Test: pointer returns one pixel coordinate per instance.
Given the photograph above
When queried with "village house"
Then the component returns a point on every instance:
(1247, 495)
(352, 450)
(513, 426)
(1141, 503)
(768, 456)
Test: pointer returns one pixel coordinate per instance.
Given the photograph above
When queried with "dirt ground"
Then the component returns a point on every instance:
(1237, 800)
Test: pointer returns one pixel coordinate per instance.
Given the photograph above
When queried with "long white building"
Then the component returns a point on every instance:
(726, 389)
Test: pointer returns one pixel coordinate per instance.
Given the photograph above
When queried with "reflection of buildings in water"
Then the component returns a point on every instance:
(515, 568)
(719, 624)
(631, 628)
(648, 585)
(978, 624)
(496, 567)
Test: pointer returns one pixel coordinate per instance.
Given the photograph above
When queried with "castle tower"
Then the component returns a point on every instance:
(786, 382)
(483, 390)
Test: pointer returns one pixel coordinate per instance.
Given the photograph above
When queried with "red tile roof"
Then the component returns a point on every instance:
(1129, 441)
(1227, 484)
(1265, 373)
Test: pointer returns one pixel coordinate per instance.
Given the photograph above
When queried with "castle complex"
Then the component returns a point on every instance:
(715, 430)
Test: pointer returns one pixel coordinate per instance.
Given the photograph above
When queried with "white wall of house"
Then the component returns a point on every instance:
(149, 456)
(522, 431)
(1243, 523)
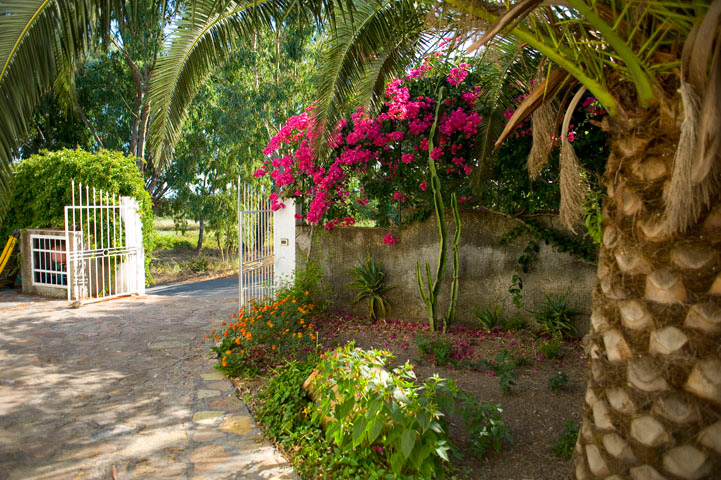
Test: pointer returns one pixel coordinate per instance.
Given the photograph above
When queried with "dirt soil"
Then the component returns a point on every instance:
(535, 415)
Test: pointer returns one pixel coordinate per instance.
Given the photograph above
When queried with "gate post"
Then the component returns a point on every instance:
(284, 243)
(134, 239)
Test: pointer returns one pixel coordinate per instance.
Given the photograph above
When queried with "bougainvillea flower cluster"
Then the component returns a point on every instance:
(386, 147)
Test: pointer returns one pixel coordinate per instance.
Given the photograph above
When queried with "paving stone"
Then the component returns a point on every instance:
(208, 393)
(222, 386)
(225, 403)
(207, 435)
(121, 384)
(207, 416)
(208, 457)
(238, 424)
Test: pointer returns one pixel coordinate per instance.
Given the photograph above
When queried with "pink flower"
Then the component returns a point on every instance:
(408, 158)
(390, 239)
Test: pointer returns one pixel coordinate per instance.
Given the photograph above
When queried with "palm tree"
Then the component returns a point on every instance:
(654, 391)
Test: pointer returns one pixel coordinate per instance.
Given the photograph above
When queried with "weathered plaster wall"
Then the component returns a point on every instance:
(486, 267)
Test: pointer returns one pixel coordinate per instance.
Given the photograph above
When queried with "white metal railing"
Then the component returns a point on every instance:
(255, 245)
(104, 245)
(48, 260)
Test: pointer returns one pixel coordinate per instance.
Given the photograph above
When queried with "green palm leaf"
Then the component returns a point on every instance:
(202, 40)
(378, 41)
(38, 39)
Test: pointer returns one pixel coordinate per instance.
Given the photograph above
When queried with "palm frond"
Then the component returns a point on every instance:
(378, 41)
(202, 39)
(505, 62)
(38, 39)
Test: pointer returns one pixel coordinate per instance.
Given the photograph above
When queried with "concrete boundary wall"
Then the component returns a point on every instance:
(486, 267)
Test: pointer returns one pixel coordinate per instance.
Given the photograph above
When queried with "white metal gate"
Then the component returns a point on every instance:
(255, 245)
(104, 246)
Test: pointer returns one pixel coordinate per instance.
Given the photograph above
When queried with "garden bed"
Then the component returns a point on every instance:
(536, 415)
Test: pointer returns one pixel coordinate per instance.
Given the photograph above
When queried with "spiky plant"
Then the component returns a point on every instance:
(369, 279)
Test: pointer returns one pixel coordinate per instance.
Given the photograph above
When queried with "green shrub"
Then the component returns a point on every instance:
(436, 348)
(513, 323)
(489, 316)
(555, 316)
(563, 448)
(172, 242)
(390, 414)
(503, 367)
(368, 278)
(198, 264)
(42, 189)
(558, 382)
(550, 347)
(486, 427)
(379, 424)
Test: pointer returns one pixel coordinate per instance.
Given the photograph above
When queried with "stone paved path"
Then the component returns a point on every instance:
(121, 389)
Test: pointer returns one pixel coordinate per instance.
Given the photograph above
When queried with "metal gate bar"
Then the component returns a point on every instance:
(103, 245)
(255, 245)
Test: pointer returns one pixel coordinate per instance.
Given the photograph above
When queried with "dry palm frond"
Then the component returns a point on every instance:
(535, 99)
(695, 177)
(543, 121)
(574, 186)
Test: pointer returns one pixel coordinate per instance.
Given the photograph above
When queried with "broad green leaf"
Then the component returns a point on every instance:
(408, 440)
(359, 430)
(375, 427)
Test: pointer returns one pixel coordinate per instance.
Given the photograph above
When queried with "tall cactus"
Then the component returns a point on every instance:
(430, 298)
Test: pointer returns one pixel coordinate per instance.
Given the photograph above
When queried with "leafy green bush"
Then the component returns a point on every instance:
(388, 413)
(172, 242)
(504, 368)
(558, 382)
(198, 264)
(513, 323)
(555, 316)
(435, 348)
(42, 189)
(563, 448)
(368, 278)
(489, 316)
(486, 427)
(550, 347)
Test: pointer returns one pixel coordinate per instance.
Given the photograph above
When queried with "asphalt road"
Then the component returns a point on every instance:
(217, 288)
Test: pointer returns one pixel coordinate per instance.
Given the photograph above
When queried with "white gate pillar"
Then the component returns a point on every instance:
(134, 239)
(284, 243)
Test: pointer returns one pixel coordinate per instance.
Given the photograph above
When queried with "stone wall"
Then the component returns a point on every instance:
(486, 267)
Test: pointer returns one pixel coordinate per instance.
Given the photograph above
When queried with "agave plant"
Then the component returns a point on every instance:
(368, 278)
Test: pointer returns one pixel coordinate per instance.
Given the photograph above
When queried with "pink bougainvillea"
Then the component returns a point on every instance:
(390, 145)
(390, 239)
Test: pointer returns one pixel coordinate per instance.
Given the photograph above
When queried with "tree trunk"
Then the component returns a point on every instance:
(201, 231)
(654, 393)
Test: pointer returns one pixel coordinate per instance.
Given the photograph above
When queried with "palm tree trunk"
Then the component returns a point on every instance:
(654, 393)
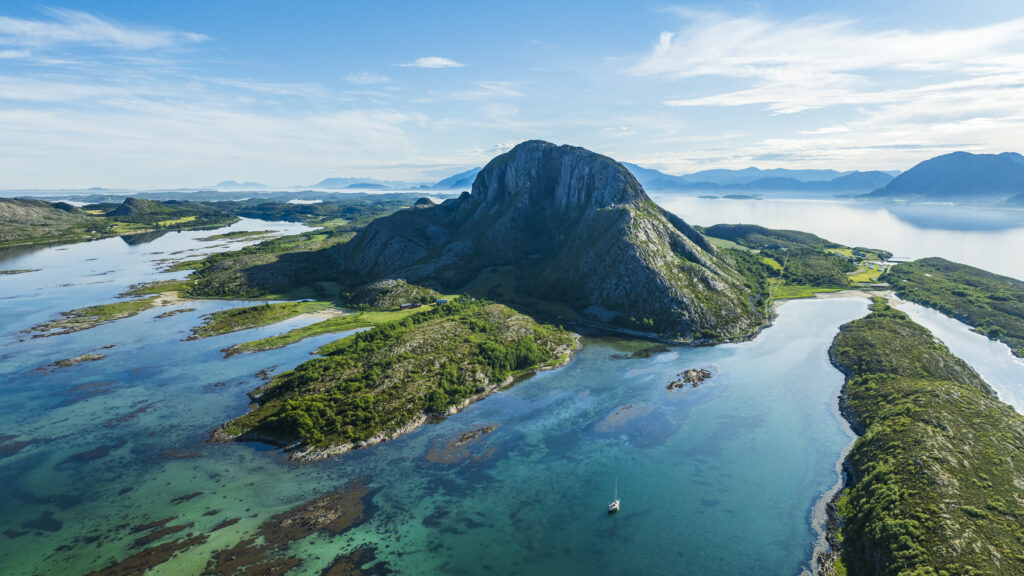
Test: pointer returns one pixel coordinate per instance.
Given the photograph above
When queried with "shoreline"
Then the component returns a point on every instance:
(313, 454)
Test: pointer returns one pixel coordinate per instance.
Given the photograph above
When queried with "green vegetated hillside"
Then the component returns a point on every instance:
(25, 221)
(383, 379)
(800, 262)
(299, 265)
(31, 221)
(937, 475)
(993, 304)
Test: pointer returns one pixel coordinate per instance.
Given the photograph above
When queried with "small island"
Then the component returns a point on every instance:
(934, 481)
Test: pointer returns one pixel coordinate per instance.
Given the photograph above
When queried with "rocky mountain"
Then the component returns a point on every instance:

- - - - -

Reproduce the data verbatim. Do not carry any picture into the copy.

Test: pointer returns one pixel coordinate per instance.
Given the photograph above
When queried with "village house"
Then the component returns a point on every instance:
(1247, 495)
(352, 450)
(513, 426)
(1141, 503)
(768, 456)
Test: pointer returns one pixel coordinate per instance.
Given the photograph above
When queried with "dirt ground"
Then the component returns a point on every instance:
(1237, 800)
Test: pointer returns one pixel coordinate per instance.
Given the photograph above
When queried with "long white building"
Then the component returns a point on every instance:
(726, 389)
Test: pointer returns one pixel coordinate per instance.
Given the photograph above
When queried with "reflection of buildings in water"
Then the component returns a point on every instance:
(515, 568)
(719, 624)
(631, 628)
(648, 585)
(978, 624)
(496, 567)
Test: pointer returns one pixel coordinate per instance.
Given the photograph above
When queried with "castle tower"
Then the component returns a point on every instance:
(786, 382)
(483, 390)
Test: pointer returns one pixel coordinate per instance.
Given the photograph above
When queried with "red tile roof"
Then the component returns a point on every instance:
(1129, 441)
(1227, 484)
(1265, 373)
Test: pointer returns one pixel coordinate per instance.
Given the photograph above
When queried with "castle complex"
Then the component returns a point on every instance:
(715, 430)
Test: pointer returns one pixel coordinate per instance.
Given the photograph above
When queried with "white wall of house"
Then the component returns a point on every instance:
(149, 456)
(522, 431)
(1243, 523)
Test: pointer returns one pixel coordinate per instance.
Given the photograph above
When queried with "dirt soil"
Then the component returns a point on every instance:
(535, 415)
Test: pointer returns one pixel coordinate per instance.
Given the photograph above
When queried with "gate post"
Then the component returns a point on every instance:
(284, 243)
(134, 239)
Test: pointer returns one pixel coordinate per instance.
Given the photograph above
When queried with "bougainvillea flower cluster"
Then the component returns a point on every instance:
(386, 147)
Test: pointer returns one pixel coordinate per instance.
Given the photograph above
When queried with "paving stone"
Then the component returns a point on every instance:
(208, 393)
(222, 386)
(225, 403)
(207, 435)
(121, 384)
(207, 416)
(208, 457)
(238, 424)
Test: pointer returns one pixel coordinate per instance.
Given the photograph above
When queried with "pink flower"
Then the component returns a point on every instance:
(408, 158)
(390, 239)
Test: pointer returns one pixel coordinate per instance.
Given the photograph above
When queried with "palm tree"
Then the component returns a point on every instance:
(654, 391)
Test: pointer returns one pixel coordinate per instance.
Given the photograph above
When queried with "weathered plaster wall"
Then the component returns a point on every instance:
(486, 267)
Test: pointer returns one pixel coordinate per instance.
Given the photograph above
When queried with "white metal railing"
Then the component returns a point on every instance:
(255, 245)
(104, 245)
(48, 260)
Test: pointer returns one pixel coordinate per instance.
Given the photograph above
When queried with "green palm leaf"
Then the component returns a point on every instance:
(202, 40)
(378, 41)
(38, 39)
Test: pointer returns one pixel coordinate per instance.
Given the photograph above
When queried with "palm frond"
Then the component returns a point on every instance:
(378, 41)
(202, 39)
(505, 62)
(38, 39)
Test: pointer returns one pixel coordinate per instance.
Given the photograph above
When queried with "concrete boundary wall"
Then the component returns a point on every instance:
(486, 267)
Test: pointer returns one pixel coordinate per instance.
Given the photograph above
When queried with "white metal gate"
Then the component returns a point on every instance:
(255, 245)
(104, 246)
Test: pointer returns one pixel coordinate per instance.
Given the photograph above
When queried with "garden bed"
Then the component returns a point on every instance:
(536, 415)
Test: pointer returns one pixel coordinate per instance.
Given the photograph above
When queried with "spiky plant"
Then the component returns a point on every instance:
(369, 279)
Test: pointer returns one pixel coordinate per instance.
Given the photograph above
When queried with "green shrub"
Then the component returns a point on every instance:
(436, 348)
(513, 323)
(489, 316)
(555, 316)
(563, 448)
(172, 242)
(390, 414)
(503, 367)
(368, 278)
(198, 264)
(42, 189)
(558, 382)
(550, 347)
(486, 427)
(379, 424)
Test: pointer returns one pixel coordinate per instance.
Given the photograph above
When queried with "stone paved path"
Then the component returns a point on every instance:
(121, 389)
Test: pointer returns one pixel coordinate per instance.
Given the photograph above
When queried with "metal gate bar"
Then the component returns a point on every instance:
(103, 245)
(255, 245)
Test: pointer returns one pixel coordinate per instance.
Given the photograph above
When queried with "dry palm frond"
Then the component returns a point on every instance:
(535, 99)
(695, 177)
(543, 121)
(574, 186)
Test: pointer returns one pixel coordinate per instance.
Given the photograph above
When queried with "broad green leaf"
Then the component returns a point on every instance:
(408, 440)
(359, 430)
(375, 427)
Test: pointer returns one pixel coordinate per instance.
Given the photograph above
When queried with "tall cactus"
Then the component returns a point on every instance:
(430, 298)
Test: pointer returns one pixel coordinate per instance.
Given the photograph above
When queried with "leafy green bush"
Then the component returns a point on every instance:
(388, 413)
(172, 242)
(504, 368)
(558, 382)
(198, 264)
(513, 323)
(555, 316)
(435, 348)
(42, 189)
(563, 448)
(368, 278)
(489, 316)
(486, 427)
(550, 347)
Test: pointer returns one pixel coordinate per instance.
Given the photograph above
When queried with "asphalt road"
Then the component returns a point on every instance:
(217, 288)
Test: pointer returns one pixel coordinate per instance.
Given the photograph above
When queried with "white gate pillar"
Then the component returns a point on every instance:
(134, 239)
(284, 243)
Test: pointer returns one pixel coordinate per instance.
Given the photograph above
When queried with "stone wall"
Then the component returns a point on every instance:
(486, 267)
Test: pointer returns one pixel coordinate per instance.
Given the photograph above
When queried with "agave plant"
Then the component returns a point on every instance:
(368, 278)
Test: pointer returns one pixel coordinate per instance.
Given the photograph above
When queried with "pink bougainvillea"
Then the component returns a point on every instance:
(390, 145)
(390, 239)
Test: pointer returns one pixel coordinate per instance.
Given the photograph above
When queried with "tree trunk"
Then the component returns a point on every instance:
(201, 231)
(654, 393)
Test: pointer returns one pixel coordinate per instance.
Given the photograph above
When queried with "palm tree trunk"
Then the component returns a point on every instance:
(654, 393)
Test: pointer returns one pixel coordinate per instance.
Given the photograph above
When queried with "shoreline"
Then the component returns a point on every instance:
(313, 454)
Test: pointer returns one pixel coordinate per instance.
Given the photograph above
When queried with "green vegetated hillside"
Then the component returns a point on every instance:
(25, 221)
(383, 379)
(800, 262)
(299, 265)
(31, 221)
(937, 475)
(993, 304)
Test: pointer returns one pixel coordinate per instance.
Given the photograph above
When queried with "small island"
Then the component returns a point on every instance:
(934, 481)
Test: pointer returns one pixel coordinate per instance.
Given the photograph above
When queried with "rocky mountain"
Then the component returns a point on every instance:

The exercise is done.